▸ **Extrait du texte**:
3. « La dette extérieure des pays pauvres s'est transformée en un instrument de contrôle, mais il n'en est pas de même avec la dette écologique. de diverses manières, les peuples en développement, où se trouvent les plus importantes réserves de la biosphère, continuent d'alimenter le développement des pays les plus riches au prix de leur présent et de leur avenir. La terre des pauvres du Sud est riche et peu polluée, mais l'accès à la propriété des biens et aux ressources pour satisfaire les besoins vitaux leur est interdit par un système de relations commerciales et de propriété structurellement pervers. » (pp. 44-45)

4. « Le paradigme technocratique tend aussi à exercer son emprise sur l'économie et la politique. L'économie assume tout le développement technologique en fonction du profit, sas prêter attention à d'éventuelles conséquences négatives pour l'être humain. Les finances étouffent l'économie réelle. Les leçons de la crise financière mondiale n'ont pas été retenues, et on prend en compte les leçons de la détérioration de l'environnement avec beaucoup de lenteur. Dans certains cercles on soutient que l'économie actuelle et le technologie résoudront tous les problèmes environnementaux. de même on affirme, en langage peu académique, que les problèmes de la faim et de la misère dans le monde auront une solution simplement grâce à la croissance du marché.

▸ **Objectif**:
Répondez aux questions suivantes sur l'extrait consacré à la dette écologique et au paradigme technocratique.
1. Chez quels peuples se trouvent les plus importantes réserves de la biosphère ?
2. Qu'est-ce qui étouffe l'économie réelle ?
3. De quelle crise n'a-t-on pas retenu les leçons ?

(Extraits de données d'annotation par points)
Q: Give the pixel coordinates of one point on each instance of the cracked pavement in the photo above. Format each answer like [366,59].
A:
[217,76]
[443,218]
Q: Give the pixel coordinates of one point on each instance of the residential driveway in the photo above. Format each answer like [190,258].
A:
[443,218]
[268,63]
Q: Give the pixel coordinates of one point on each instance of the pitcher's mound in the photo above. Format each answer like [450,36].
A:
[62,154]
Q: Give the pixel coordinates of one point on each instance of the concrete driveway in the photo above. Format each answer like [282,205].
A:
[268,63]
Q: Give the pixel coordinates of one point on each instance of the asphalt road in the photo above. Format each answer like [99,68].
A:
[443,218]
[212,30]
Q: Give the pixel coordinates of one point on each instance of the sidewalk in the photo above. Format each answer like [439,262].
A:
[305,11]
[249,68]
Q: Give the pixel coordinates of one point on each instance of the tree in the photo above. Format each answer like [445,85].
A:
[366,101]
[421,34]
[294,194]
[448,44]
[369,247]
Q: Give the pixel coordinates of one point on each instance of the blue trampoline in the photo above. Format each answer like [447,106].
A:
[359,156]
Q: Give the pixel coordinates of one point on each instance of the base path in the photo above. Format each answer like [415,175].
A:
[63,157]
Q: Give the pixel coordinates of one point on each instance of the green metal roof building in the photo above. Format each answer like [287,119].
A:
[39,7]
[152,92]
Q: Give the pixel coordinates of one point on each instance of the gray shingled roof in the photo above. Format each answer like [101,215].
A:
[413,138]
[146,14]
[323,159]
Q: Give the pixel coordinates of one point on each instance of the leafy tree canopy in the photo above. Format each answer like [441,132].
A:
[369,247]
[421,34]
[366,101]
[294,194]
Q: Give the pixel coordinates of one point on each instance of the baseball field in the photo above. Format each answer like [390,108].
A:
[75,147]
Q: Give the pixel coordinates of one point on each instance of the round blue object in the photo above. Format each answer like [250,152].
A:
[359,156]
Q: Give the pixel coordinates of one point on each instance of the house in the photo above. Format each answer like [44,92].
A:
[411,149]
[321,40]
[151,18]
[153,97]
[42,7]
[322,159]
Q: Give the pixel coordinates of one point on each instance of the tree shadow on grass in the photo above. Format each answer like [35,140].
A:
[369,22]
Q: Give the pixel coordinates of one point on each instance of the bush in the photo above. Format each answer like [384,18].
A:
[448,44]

▸ **Travail terminé**:
1. Chez les peuples en développement.
2. Les finances.
3. La crise financière mondiale.